## Task brief
Wherever "grass" appears in the records below, copy the line that holds it.

(Dataset entries)
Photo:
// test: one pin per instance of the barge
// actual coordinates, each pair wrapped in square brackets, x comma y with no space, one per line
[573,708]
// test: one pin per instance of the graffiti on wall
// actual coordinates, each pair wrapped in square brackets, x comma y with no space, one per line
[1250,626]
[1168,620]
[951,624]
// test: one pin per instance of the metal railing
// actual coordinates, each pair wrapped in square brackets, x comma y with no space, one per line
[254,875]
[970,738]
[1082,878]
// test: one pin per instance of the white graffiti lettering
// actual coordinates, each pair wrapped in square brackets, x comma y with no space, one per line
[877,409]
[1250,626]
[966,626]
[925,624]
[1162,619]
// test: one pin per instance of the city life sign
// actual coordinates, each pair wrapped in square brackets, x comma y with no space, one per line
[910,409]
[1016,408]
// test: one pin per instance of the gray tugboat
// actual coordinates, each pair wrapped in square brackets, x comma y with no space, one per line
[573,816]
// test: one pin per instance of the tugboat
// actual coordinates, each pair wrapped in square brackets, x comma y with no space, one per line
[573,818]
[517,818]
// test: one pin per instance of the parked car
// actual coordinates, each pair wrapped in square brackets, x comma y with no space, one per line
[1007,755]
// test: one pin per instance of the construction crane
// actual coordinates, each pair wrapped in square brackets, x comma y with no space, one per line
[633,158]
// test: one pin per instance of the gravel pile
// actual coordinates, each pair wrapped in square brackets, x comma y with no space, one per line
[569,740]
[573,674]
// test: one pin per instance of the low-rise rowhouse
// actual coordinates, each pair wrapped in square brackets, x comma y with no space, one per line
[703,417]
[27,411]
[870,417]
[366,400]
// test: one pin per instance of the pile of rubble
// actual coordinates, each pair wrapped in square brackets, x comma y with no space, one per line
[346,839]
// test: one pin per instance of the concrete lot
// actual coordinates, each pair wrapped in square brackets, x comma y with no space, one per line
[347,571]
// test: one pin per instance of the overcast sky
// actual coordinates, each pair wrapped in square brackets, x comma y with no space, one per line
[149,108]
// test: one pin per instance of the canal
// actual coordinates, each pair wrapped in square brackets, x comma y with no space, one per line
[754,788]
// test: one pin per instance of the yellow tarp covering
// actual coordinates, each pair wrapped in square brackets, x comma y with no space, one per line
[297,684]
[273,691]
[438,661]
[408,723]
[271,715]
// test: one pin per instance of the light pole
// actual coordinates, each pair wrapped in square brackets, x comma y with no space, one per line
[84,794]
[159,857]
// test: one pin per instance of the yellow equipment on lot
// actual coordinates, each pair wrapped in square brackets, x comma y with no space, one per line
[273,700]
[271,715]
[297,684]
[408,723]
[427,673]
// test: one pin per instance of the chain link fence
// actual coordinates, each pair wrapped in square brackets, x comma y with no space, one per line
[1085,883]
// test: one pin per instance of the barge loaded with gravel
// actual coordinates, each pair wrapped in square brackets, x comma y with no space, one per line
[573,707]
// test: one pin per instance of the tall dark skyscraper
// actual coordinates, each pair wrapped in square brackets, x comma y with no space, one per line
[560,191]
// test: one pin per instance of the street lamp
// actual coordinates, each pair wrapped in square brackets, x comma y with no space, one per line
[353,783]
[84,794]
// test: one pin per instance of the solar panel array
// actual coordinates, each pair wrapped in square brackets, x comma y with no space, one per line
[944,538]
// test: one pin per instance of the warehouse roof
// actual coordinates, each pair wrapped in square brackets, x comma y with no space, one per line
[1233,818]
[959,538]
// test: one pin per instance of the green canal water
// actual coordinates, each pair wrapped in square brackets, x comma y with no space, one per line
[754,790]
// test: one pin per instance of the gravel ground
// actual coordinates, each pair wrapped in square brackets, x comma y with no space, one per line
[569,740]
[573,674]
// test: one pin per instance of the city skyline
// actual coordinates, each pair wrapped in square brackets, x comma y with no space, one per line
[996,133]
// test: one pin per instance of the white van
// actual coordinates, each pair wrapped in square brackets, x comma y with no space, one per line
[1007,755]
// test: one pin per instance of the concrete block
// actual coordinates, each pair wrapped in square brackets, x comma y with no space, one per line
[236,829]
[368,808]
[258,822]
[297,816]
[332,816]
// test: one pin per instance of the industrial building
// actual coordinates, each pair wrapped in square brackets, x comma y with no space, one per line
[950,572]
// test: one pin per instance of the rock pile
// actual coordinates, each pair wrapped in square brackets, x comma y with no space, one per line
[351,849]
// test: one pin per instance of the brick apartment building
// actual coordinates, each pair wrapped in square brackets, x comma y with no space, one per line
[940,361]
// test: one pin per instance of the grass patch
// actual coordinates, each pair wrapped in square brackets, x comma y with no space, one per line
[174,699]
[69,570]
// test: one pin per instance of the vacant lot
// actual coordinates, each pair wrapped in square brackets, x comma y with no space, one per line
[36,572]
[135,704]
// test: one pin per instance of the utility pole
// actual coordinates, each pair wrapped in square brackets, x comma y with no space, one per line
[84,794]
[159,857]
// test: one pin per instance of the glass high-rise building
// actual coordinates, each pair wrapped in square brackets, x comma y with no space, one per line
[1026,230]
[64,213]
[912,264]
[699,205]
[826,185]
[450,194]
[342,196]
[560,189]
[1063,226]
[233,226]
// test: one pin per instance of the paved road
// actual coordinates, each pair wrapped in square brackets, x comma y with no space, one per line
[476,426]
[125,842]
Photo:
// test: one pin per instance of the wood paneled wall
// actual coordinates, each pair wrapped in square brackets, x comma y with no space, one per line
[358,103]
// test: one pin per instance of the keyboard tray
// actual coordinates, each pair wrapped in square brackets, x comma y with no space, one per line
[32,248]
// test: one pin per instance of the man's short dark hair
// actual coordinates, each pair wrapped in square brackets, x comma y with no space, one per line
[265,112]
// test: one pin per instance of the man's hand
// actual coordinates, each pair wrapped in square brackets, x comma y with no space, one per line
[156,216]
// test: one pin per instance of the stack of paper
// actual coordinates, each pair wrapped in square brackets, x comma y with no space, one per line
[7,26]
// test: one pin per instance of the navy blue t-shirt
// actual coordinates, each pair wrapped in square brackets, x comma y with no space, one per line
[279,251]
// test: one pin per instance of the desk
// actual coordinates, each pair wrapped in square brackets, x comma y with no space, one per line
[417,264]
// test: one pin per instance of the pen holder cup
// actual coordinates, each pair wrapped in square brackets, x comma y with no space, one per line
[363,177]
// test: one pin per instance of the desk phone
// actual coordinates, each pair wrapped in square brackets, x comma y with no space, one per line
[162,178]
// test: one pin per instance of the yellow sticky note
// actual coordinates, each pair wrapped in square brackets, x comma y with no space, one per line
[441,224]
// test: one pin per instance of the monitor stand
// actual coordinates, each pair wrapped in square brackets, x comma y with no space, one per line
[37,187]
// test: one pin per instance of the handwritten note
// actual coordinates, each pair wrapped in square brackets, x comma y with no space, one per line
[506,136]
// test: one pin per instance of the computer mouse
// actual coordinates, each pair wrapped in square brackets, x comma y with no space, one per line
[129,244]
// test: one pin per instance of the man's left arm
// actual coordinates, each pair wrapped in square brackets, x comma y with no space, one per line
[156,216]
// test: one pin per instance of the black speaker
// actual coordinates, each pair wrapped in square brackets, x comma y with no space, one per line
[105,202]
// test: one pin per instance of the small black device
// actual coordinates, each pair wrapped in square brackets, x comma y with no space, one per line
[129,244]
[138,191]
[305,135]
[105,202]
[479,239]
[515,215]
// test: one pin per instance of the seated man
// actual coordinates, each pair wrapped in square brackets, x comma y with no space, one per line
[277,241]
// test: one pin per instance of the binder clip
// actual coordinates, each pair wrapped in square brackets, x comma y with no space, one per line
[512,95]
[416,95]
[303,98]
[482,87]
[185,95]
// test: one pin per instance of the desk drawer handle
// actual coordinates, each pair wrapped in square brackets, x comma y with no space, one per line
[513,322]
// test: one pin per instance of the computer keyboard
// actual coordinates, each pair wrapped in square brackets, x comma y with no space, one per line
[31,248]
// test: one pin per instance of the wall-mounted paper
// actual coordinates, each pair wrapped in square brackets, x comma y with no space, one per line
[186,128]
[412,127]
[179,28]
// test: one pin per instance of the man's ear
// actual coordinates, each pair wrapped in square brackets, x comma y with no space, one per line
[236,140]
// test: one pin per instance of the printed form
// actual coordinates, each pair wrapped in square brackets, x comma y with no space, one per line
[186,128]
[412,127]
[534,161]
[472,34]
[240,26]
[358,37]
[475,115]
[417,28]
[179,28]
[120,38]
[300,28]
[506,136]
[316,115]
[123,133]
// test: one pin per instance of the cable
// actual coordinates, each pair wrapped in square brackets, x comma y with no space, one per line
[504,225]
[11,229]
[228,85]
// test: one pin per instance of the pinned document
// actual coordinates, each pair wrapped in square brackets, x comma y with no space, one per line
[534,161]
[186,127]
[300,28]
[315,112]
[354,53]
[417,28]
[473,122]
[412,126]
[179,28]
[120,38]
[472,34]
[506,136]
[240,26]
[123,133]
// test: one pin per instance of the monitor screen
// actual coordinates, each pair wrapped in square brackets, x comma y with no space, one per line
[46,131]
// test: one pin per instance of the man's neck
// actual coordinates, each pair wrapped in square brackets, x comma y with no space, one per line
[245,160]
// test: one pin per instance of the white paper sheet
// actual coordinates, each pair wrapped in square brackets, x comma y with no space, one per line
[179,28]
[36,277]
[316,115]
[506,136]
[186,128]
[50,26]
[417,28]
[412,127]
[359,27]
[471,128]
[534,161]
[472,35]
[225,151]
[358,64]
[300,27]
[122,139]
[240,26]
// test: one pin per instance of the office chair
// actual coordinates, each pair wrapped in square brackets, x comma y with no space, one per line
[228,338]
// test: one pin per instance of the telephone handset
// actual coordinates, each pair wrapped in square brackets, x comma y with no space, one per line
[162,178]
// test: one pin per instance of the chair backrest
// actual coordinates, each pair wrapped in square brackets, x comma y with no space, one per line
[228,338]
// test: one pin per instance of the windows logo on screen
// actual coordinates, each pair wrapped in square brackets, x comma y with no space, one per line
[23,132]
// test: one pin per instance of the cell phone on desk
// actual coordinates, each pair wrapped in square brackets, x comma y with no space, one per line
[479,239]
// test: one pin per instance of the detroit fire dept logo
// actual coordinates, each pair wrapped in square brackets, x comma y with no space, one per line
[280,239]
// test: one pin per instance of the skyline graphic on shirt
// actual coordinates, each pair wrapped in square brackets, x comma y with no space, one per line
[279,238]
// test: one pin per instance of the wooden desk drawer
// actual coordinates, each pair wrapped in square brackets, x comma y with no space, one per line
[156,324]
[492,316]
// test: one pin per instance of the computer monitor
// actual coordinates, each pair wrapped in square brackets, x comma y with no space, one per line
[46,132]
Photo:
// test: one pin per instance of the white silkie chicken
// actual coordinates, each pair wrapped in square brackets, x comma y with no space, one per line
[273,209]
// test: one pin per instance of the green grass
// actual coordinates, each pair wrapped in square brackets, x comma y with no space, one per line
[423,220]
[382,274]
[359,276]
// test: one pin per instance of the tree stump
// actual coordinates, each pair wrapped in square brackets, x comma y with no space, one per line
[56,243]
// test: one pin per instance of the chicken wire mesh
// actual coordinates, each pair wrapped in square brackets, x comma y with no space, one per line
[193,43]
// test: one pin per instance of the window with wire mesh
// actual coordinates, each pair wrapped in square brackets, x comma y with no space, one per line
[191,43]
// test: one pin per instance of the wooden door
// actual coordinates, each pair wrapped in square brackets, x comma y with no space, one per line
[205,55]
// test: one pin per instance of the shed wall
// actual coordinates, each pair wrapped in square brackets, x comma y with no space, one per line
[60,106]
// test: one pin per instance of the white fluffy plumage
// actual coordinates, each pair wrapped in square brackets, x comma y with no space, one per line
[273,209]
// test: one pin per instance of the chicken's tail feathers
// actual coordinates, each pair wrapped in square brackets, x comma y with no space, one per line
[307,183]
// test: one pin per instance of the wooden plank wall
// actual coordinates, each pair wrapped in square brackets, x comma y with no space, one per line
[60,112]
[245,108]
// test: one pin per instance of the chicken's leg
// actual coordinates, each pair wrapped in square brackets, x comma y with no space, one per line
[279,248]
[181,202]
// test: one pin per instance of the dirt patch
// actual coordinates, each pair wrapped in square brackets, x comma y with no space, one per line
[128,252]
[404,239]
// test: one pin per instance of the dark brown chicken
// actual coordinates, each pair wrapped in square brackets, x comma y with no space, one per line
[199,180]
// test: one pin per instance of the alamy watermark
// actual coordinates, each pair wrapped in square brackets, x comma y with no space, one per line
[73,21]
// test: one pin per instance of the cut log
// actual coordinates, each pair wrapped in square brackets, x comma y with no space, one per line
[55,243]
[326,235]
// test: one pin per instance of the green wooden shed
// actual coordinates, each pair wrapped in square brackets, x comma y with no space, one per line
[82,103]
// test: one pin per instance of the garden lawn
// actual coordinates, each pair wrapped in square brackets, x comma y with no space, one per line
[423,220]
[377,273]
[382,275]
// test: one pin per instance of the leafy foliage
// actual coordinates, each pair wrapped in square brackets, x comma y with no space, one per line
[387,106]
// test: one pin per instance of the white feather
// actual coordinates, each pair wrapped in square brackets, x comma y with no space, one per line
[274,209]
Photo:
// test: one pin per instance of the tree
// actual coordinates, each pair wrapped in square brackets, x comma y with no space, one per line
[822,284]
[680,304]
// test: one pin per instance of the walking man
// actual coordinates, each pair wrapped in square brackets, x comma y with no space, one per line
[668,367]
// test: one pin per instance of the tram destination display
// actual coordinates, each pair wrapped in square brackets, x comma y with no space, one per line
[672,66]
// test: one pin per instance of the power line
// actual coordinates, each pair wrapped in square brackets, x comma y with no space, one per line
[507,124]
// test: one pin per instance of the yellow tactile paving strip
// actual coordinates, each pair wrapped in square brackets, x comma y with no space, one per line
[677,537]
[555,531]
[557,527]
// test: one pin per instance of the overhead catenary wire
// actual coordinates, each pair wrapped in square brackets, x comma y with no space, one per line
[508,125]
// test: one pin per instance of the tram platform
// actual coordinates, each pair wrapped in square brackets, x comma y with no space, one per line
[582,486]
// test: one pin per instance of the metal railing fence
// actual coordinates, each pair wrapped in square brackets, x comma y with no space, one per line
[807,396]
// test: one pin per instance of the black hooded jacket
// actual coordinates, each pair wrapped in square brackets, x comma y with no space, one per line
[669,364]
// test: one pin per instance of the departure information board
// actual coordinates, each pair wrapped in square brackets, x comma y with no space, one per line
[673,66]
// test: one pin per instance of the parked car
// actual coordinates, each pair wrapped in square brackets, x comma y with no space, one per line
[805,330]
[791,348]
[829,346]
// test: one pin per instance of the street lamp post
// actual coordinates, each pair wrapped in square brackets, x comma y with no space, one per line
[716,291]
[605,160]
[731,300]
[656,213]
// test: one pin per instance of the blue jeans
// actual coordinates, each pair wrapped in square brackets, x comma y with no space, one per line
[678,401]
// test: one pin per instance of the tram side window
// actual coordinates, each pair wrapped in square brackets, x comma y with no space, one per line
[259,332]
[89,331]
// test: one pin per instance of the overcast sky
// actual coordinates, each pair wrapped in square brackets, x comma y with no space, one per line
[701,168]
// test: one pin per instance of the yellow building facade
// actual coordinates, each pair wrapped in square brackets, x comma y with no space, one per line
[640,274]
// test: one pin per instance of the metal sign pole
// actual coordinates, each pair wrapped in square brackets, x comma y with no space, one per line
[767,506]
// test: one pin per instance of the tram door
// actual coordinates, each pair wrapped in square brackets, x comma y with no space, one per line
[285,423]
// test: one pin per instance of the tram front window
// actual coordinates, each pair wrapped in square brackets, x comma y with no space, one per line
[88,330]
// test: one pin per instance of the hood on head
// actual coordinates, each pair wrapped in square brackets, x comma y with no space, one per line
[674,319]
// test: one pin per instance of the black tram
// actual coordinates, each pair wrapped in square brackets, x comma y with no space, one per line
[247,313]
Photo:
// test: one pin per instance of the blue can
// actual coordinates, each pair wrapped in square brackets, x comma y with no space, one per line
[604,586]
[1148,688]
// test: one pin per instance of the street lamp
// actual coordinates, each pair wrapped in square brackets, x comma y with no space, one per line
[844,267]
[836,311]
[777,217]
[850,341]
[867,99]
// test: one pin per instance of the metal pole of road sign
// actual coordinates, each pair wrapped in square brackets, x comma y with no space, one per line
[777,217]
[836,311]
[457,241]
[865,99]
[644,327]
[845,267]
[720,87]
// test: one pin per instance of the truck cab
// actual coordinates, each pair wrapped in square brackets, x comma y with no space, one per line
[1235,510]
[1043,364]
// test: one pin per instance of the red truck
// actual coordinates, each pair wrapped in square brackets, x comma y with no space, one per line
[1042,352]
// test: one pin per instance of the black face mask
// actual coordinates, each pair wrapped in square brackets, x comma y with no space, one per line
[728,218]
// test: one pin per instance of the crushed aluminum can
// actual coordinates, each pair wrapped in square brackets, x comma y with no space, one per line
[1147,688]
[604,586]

## Answer for this exercise
// test: one pin per instance of the grass patch
// test: one pin per instance of the green grass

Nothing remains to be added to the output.